++++ Reading text ++++
Why I write

Maybe I'll be able to do something that can help someone, or change something for the better.

I often lose sight of my future. I always have. The thoughts take many forms that cause me to pause for too long at times, and at others, the thoughts have nearly made me stop existing all together. Although those thoughts are far and few in between now, I still have those hopeless moments that cause me to stop everything. Except for writing.

I’ve written so many pages of dark emotion that are painful to read back. I’ve written so much fiction that at times it seems so real, and there are some things in my life that may seem like fiction to others on the page, but it’s very real. And through all of this, no matter how hopeless I feel, no matter how much I feel like no one will ever care but me, I can’t stop my fingers reaching for the keyboard. Just like they’re doing now.

When I started writing stories for fun as a kid at seven — shortly after learning to read and fall in love with books — I didn’t think too much about why I wrote. I just knew that it made me feel happy and it took me away from the real world for a while. So many amazing things could happen on paper that couldn’t in real life. I could spend time with my friend who’d moved away again. I could continue the stories of my favorite cartoon characters when the episodes were over for the afternoon. I’d forget there was even a reality around me at all.

I wrote during the lunch block in elementary school as the other kids stared at me and laughed, and to give myself something to do so I didn’t have to know that I was being bullied. I was the quiet kid everyone avoided because I was strange. I wrote all the time and had too much anxiety, and I was perfectly content being left in the corner of a room with my notebook and pen. None of the other kids understood it. They were busy sharing HitClips of Britney Spears and N*Sync and playing with Sky Dancers. Sharing Beanie Baby collections and making plans to hang out for the weekend. I liked that stuff too, but never really had anyone to share those things with.

As I got older, I learned that the reason I didn’t have any friends and I was bullied so much was because I was quiet, and that made me creepy. I’d given up at some point, I think. I didn’t try to make friends anymore because the ones I had were mean, and the kids who bullied me just caused me physical pain.

I had a Windows 95 Packard Bell in my bedroom at this time, and although I didn’t have access to AOL on it like the family computer did, I had a small collection of floppy disks and Word Pad. I can’t remember most of what I wrote about back then, but I stored more than a few stories on those floppy disks. And when I wasn’t writing the stories down, I was living them through my toys as I acted out so many different plot lines.
++++
Actions to take:
1. In the "Why I write" piece, what computer did the writer have in the bedroom?
2. Resume the "Why I write" piece, starting after its final sentence.
++++ Dataset content ++++
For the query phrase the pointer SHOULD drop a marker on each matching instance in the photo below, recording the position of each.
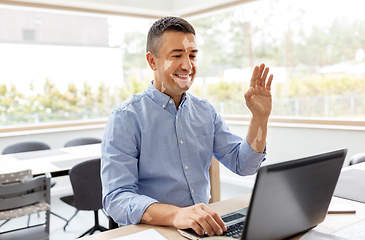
++++
Per-task answers:
1. A Windows 95 Packard Bell.

2.
As an adult now, I’ve recently finished an urban fantasy book exploring that part of my life. It brought back the fears I grew to have over the years, as I was often overlooked for writing prizes in school or was the last minute replacement for someone who couldn’t make an event, like Young Author’s club. The spelling bee. My father told me often that I needed to grow up and stop writing stories and drawing. No one else was going to care and I was going to end up penniless on a street corner with no support, eating peanut butter sandwiches to survive.

I’ve always had the fear that I’ll end up on my death bed having written a plethora of books, but never accomplished my goals. I want to be published. I want to have others read my stories and appreciate them, as all authors do. More importantly, I want to tell my own story. I want to change minds and make people think — to understand that even the weirdest kids — and adults — can be someone amazing if they’d only gotten to know them. That sometimes the quietest people have the most to say. That sometimes, our preconceived notions about things we fear, like religions and beliefs different than our own, are simply another person’s unique life experience and nothing to fear at all.

I want parents to see that kids and teenagers get hurt in ways they don’t always talk about — that not many will explore with unabashed honesty in writing. I want to help the world be a better and more understanding place with my books. And sometimes I write about things that I know will make people uncomfortable, but that’s the point. That discomfort is the start of change. And I’m not shy in the way I deliver things bluntly, because sugar-coating things isn’t going to accomplish anything worthy.

And there lies my fear. The fear that I’ll die and never accomplish anything like that. That I’ll never have touched anyone or helped anyone, or made a dent in changing the world for the better. And I’m not so full of myself — in fact my self-esteem doesn’t even exist — to think my books will be popular or change the world. On the contrary, I often worry my books really aren’t as good as I feel they are. That I’m the only one who’s ever going to get so damn excited and passionate over the content in them.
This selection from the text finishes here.